*Extracted records:*
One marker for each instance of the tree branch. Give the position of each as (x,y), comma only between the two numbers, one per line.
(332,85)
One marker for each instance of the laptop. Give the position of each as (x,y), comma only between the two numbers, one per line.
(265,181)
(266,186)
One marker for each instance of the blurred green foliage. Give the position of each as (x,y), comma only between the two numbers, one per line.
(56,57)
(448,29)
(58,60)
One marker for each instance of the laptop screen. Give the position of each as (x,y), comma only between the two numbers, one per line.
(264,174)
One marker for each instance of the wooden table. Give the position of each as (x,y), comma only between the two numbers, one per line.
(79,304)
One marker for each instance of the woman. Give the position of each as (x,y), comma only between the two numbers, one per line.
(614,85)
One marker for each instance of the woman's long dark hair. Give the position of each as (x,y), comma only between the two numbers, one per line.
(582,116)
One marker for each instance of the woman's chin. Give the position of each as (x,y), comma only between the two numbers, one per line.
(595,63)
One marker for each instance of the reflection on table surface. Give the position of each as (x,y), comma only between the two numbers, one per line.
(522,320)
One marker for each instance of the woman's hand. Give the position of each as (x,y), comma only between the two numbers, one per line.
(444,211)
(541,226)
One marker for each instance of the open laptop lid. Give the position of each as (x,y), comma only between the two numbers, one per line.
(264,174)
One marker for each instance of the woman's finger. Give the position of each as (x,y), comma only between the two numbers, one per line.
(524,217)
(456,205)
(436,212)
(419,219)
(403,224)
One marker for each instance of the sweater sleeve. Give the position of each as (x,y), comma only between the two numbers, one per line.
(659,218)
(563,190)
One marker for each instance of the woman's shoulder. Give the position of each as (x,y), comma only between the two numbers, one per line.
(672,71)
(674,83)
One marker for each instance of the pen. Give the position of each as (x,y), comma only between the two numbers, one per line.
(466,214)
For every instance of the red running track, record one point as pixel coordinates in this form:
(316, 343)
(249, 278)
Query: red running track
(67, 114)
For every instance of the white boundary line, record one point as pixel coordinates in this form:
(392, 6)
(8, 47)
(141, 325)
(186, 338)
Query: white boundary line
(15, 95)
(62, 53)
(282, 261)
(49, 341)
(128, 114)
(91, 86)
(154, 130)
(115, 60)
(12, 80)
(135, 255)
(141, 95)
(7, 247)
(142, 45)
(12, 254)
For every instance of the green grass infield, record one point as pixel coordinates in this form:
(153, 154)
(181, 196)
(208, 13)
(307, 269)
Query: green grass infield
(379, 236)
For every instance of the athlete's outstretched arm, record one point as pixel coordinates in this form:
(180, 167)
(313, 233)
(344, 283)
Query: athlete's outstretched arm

*Exercise directions:*
Would you please write out all the entries exactly?

*Reply:*
One marker for each instance of the tree branch. Give the position of each as (x,y), comma only between the two numbers, one per line.
(332,85)
One marker for each instance of the laptop. Give the position of each as (x,y), comma only between the two numbers, one per line.
(265,181)
(266,186)
One marker for each instance of the blurred green foliage. Give the position of each as (x,y), comma only between the two numbers, one per line.
(56,57)
(448,29)
(58,60)
One marker for each instance of the laptop screen. Give the position of each as (x,y), comma only between the two numbers, one per line.
(264,174)
One marker for each instance of the wooden table. Give the position of each as (x,y), comma only between the two numbers, one per line.
(79,304)
One marker for each instance of the woman. Give the position of each as (x,y), comma only between the two numbers, one per line.
(614,85)
One marker for each instance of the woman's long dark hair. Give the position of each as (x,y), comma only between the two numbers, one per line.
(582,116)
One marker for each instance of the woman's chin. Give the position of each as (x,y), comma only between the two numbers, one per line.
(595,63)
One marker for each instance of the reflection on table surface. Give the position of each as (x,y), comma only between the two numbers, one per line.
(522,320)
One marker for each instance of the woman's hand. Give the position of each as (x,y), comma only between the two numbers, one per line.
(444,211)
(541,226)
One marker for each instance of the open laptop lid. Give the position of each as (x,y), comma only between the two numbers, one per line.
(264,174)
One marker for each instance of the woman's finger. Give the position of each as (x,y), comma only between the two numbers, one per line.
(524,217)
(456,205)
(436,212)
(419,219)
(403,224)
One marker for each instance of the sweater sleeve. Give the position of each as (x,y), comma only between the two numbers, one per line.
(659,218)
(563,190)
One marker for each instance of the woman's shoulder. Give the position of each as (x,y), comma only between the two numbers, one per line.
(672,71)
(674,83)
One marker for each instance of the pen. Give the position of each as (x,y), comma only between the two numbers, one per line.
(466,214)
For every instance of the red running track, record one point as pixel coordinates in this form:
(316, 343)
(249, 278)
Query: red running track
(67, 114)
For every instance of the white boundary line, record one point as pixel coordinates in this form:
(392, 6)
(8, 47)
(141, 325)
(186, 338)
Query: white boundary line
(15, 95)
(62, 53)
(282, 261)
(49, 341)
(128, 114)
(91, 86)
(154, 130)
(115, 60)
(12, 80)
(135, 255)
(141, 95)
(7, 247)
(142, 45)
(12, 254)
For every instance of the green grass infield, record one point as pixel coordinates in this form:
(153, 154)
(181, 196)
(208, 13)
(307, 269)
Query: green grass infield
(379, 236)
For every instance of the athlete's outstretched arm, record one point as pixel coordinates in this form:
(180, 167)
(313, 233)
(344, 283)
Query: athlete's outstretched arm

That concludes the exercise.